- **Text**
==================================================

# AM4-Kühler und boxed-Kühler, erste Erfahrungen?



## Tim1974 (14. April 2017)

*AM4-Kühler und boxed-Kühler, erste Erfahrungen?*

Hallo,

wer hat schon eine AMD Ryzen CPU und Erfahrungen mit dem boxed-Kühler Wraith... gemacht?

Ich hörte bzw. las, daß der runde Wraith-Kühler nicht so schlecht sein soll, sogar erstaunlich leise mit seinem 92mm-Lüfter und zudem sehr gut befestigt, nämlich verschraubt mit der Backplate. Auch hier scheint mir AMD konsequent wie in allen anderen Bereichen echt auf Qualität zu setzen. 
Nur Internetbeschreibungen und YT-Videos hin und her, das kann mir nicht genau vermitteln, wie laut der Lüfter wirklich ist.

Nehmen wir mal R5-1600 oder R7-1700 mit nur leichtem Übertakten und bei geschlossenem Gehäuse Fractal Design Core 3300 (ohne Dämmung) mit 3-4 gedrosselten 140mm-Gehäuselüftern, oder bequiet Silent Base 600 mit gedrosselten 3-4 Lüftern. Wird man den Wraith-boxed-Lüfter da im Niedriglastbetrieb heraus hören können?

Ich hätte gerne ein System was beim Lesen von Internetseiten oder Videostreaming lautlos ist, beim Spielen oder Rendern mit hoher Auslastung, darf es aber ein leises Lüfterrauschen erzeugen.

Gruß
Tim


----------



## tobse2056 (14. April 2017)

*AW: AM4-Kühler und boxed-Kühler, erste Erfahrungen?*

ich kann zwar nix zu der lautstärke sagen aber den Aufpreis von 30-40 euro  zur Tray  oder WOF Version ist er meiner Meinung nicht Wert, für den Preis bekommst schon einen BQ Pure Rock oder Thermalright Macho 120 , Scythe Kabuto 3 Oder soghar den 140mm Macho. Die dann wirklich Reserven haben durch die größeren Lüfter und mehr Oberfläche.

==================================================

- **Zu erledigende Aufgaben**
a. Welche Lüftergröße hat der runde Wraith-Kühler laut dem Eröffnungsbeitrag im Forenthread?
b. Gib in den Datensätzen die Zeilen wortgetreu noch einmal wieder, von der Zeile mit „of the cypress“ bis zum Ende der Datensätze.

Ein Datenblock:
==================================================

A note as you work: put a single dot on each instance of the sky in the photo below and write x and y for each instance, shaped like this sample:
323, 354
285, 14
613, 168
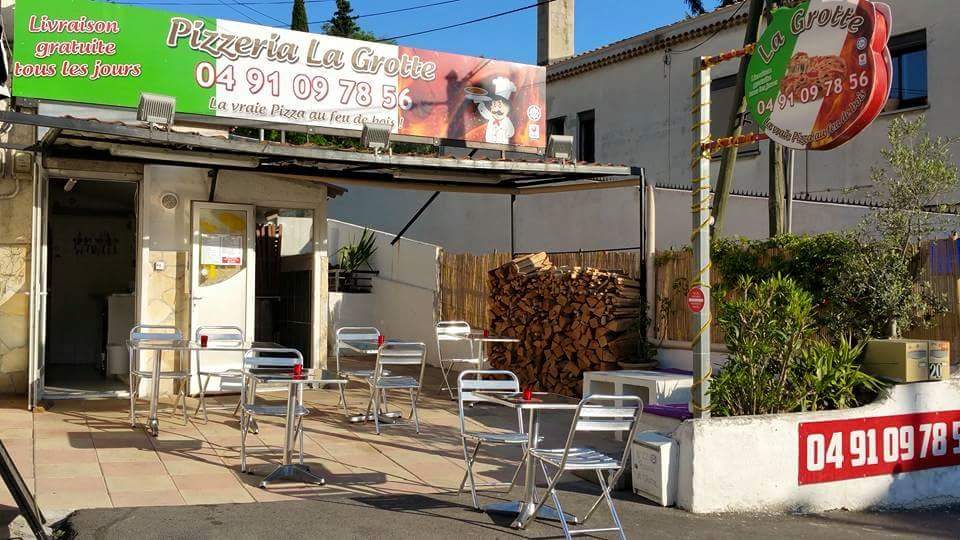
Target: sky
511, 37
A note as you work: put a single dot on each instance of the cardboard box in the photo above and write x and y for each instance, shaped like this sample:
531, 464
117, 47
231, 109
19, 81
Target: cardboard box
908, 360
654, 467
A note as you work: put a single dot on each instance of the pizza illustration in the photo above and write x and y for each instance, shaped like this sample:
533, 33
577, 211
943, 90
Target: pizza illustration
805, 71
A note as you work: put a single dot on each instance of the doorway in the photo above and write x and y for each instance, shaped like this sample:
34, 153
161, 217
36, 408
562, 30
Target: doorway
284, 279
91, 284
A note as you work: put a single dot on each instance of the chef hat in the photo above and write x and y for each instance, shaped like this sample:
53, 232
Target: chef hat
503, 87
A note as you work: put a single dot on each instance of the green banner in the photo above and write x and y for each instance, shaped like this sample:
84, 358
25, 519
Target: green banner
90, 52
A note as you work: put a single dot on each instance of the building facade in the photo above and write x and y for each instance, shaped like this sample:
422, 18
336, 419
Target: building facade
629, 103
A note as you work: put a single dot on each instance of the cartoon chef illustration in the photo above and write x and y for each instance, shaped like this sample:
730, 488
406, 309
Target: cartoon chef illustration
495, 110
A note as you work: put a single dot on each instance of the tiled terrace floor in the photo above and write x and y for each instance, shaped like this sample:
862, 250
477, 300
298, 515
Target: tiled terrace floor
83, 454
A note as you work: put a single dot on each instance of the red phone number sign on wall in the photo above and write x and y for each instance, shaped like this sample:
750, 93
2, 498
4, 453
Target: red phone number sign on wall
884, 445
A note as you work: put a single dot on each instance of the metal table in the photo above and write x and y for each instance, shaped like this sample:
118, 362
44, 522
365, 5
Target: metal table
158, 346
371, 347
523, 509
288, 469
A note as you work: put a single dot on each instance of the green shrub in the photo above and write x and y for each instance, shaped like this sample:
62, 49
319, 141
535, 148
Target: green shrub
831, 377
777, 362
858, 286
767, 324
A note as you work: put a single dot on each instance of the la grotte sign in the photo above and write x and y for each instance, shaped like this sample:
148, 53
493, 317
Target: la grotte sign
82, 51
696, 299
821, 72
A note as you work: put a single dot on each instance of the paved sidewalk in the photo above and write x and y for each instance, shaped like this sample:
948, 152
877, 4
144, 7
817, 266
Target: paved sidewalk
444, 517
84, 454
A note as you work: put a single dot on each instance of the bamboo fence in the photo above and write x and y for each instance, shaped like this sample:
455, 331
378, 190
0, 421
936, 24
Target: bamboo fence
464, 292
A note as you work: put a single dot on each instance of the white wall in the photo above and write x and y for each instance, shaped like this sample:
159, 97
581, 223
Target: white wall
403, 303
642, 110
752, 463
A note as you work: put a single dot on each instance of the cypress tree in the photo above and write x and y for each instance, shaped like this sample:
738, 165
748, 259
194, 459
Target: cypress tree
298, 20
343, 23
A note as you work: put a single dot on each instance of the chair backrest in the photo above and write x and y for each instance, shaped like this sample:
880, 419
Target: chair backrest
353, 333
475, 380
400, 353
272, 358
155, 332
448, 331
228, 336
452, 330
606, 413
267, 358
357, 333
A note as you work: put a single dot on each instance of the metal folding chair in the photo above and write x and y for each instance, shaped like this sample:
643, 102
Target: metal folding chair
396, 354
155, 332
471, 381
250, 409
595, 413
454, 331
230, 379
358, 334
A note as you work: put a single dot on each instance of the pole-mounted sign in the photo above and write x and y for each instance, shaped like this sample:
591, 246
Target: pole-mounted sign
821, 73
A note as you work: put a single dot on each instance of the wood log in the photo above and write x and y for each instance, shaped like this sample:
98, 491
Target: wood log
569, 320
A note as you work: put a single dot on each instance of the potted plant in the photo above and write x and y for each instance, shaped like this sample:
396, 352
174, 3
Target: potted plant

==================================================

- **Gelöste Aufgaben**
a. 92 mm

b.
A note as you work: put a single dot on each instance of the cypress tree in the photo above and write x and y for each instance, shaped like this sample:
738, 165
748, 259
194, 459
Target: cypress tree
298, 20
343, 23
A note as you work: put a single dot on each instance of the chair backrest in the photo above and write x and y for each instance, shaped like this sample:
880, 419
Target: chair backrest
353, 333
475, 380
400, 353
272, 358
155, 332
448, 331
228, 336
452, 330
606, 413
267, 358
357, 333
A note as you work: put a single dot on each instance of the metal folding chair in the photo above and write x and y for each instance, shaped like this sample:
643, 102
Target: metal folding chair
396, 354
155, 332
471, 381
250, 409
595, 413
454, 331
230, 379
358, 334
A note as you work: put a single dot on each instance of the pole-mounted sign in the photo above and write x and y for each instance, shaped like this sample:
591, 246
Target: pole-mounted sign
821, 73
A note as you work: put a single dot on each instance of the wood log in the photo above and write x and y for each instance, shaped like this sample:
98, 491
Target: wood log
569, 320
A note as you work: put a single dot on each instance of the potted plant in the photo above and write x and y for each instance, shaped like this sample:
396, 352
174, 3
Target: potted plant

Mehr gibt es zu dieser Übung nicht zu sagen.